| Work instructions |
[1] In the thread on house prices, which lender gave the friend a mortgage, and through whom?
[2] Transcribe the passage of the thread on house prices starting with "The house is worth" and going on through "it gets refused?".

A friend of mine was telling me yestersay that she bought a brand new house for 150.000euros of the the builder, originally the house asking price was 270.000e. She said she went to the BOI for a mortgage and naturally enough she did n't get it. But she got a mortgage from EBS via a mortgage broker, so apparently thats the way to go...via a mortgage broker and directly from the builder.

She also told me the poor bloke next door was trying to quiz her boyfriend about how much he was paying. It turns out he paid 288.000e for the house next door last year!!!


----------



## foxylady (18 Jun 2010)

Most people would think that a house is only worth what you are willing to pay for it


----------



## Savvy Row (18 Jun 2010)

The point is, it is still happening! People think "imagine having bought in the boom! I feel so sorry for them". But people are still paying way too much - just because it's half what it was, doesn't mean it won't be half again in 18 months. And if you pay 100K too much - that is nothing short of tragic for the average worker. I really can't believe that at least one subscriber thinks it's fine to pay too much once you're not going to sell untill 2020. I wonder is that subscriber an EA by any chance!


----------



## Murfnm (18 Jun 2010)

The house is worth what someone is willing to pay for it.  If the house is on the market at 500k and you are only willing to pay 250k, you cant complain if someone gets it for 400k. Nor can they complain if the value drops in 12 months time.  Everyone knows the market is allover the place. Things are uncertain. Maybe you are not ready to buy?  Or just put in a low offer and keep increasing it if it gets refused?


----------



## MrMan (18 Jun 2010)

Savvy Row said:


> The point is, it is still happening! People think "imagine having bought in the boom! I feel so sorry for them". But people are still paying way too much - just because it's half what it was, doesn't mean it won't be half again in 18 months. And if you pay 100K too much - that is nothing short of tragic for the average worker. I really can't believe that at least one subscriber thinks it's fine to pay too much once you're not going to sell untill 2020. I wonder is that subscriber an EA by any chance!



An EA would probably say that in 18 months the house might well be worth more than it is now, but we won't know if your shot in the dark is any more accurate than that.


----------



## boe (18 Jun 2010)

Savvy Row said:


> The point is, it is still happening! People think "imagine having bought in the boom! I feel so sorry for them". But people are still paying way too much - just because it's half what it was, doesn't mean it won't be half again in 18 months. And if you pay 100K too much - that is nothing short of tragic for the average worker. I really can't believe that at least one subscriber thinks it's fine to pay too much once you're not going to sell untill 2020. I wonder is that subscriber an EA by any chance!


 
What in comes down to is that you are trying to predict the bottom of the market so as to make the maximum profit when selling. This is very difficult. Not everyone buys a property in order to make a profit when selling it, may sound naive to you but its true. A lot of people have families and are trying to make a home for their families. They are not thinking about what the value of the house will be when they sell it as they may not have ever any intention of selling it. Its obviously great if the value of your property is increasing but in reality it doesnt matter as that increase means nothing unless it was purely an investment property.

| Excerpted records |
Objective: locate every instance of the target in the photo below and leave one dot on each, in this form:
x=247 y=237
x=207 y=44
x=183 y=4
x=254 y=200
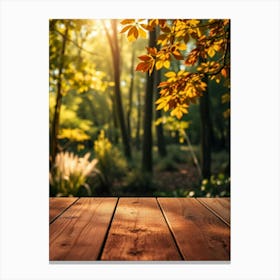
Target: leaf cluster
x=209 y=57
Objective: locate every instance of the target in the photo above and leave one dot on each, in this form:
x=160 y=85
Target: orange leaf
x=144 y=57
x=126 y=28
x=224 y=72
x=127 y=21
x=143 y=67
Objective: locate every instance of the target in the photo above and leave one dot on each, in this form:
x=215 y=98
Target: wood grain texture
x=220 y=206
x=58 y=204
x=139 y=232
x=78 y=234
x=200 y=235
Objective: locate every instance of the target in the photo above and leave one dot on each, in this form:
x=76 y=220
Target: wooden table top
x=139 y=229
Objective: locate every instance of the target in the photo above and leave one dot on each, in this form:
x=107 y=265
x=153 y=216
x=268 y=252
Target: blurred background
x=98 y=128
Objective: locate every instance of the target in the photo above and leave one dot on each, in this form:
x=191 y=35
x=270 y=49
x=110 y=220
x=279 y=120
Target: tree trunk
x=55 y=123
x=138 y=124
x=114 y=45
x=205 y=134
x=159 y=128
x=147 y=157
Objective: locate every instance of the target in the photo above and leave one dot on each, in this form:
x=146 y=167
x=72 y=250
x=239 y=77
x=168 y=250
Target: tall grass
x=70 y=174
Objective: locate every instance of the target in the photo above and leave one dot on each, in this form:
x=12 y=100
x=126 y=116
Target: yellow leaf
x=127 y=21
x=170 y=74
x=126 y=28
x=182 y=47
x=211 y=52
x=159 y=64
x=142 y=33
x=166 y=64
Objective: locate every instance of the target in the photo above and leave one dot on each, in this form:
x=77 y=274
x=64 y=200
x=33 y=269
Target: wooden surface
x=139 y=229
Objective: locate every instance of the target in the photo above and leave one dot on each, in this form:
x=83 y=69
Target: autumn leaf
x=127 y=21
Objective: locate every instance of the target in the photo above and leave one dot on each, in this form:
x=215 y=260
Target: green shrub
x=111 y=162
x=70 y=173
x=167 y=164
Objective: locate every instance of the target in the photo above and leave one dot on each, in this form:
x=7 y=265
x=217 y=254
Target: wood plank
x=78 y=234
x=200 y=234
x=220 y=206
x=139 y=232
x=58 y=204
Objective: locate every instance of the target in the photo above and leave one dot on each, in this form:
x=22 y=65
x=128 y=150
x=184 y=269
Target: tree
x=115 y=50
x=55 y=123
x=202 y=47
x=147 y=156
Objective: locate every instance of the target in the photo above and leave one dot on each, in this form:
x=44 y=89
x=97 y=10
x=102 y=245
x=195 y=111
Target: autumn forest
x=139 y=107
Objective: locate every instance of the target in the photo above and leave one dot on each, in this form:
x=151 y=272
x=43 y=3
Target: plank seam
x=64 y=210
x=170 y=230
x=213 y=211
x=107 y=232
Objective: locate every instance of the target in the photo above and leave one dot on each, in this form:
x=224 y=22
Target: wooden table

...

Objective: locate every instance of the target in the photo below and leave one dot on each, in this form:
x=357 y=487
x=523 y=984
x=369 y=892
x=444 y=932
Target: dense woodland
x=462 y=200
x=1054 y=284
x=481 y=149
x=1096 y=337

| Outputs by task |
[1] EBS, via a mortgage broker.

[2]
The house is worth what someone is willing to pay for it.  If the house is on the market at 500k and you are only willing to pay 250k, you cant complain if someone gets it for 400k. Nor can they complain if the value drops in 12 months time.  Everyone knows the market is allover the place. Things are uncertain. Maybe you are not ready to buy?  Or just put in a low offer and keep increasing it if it gets refused?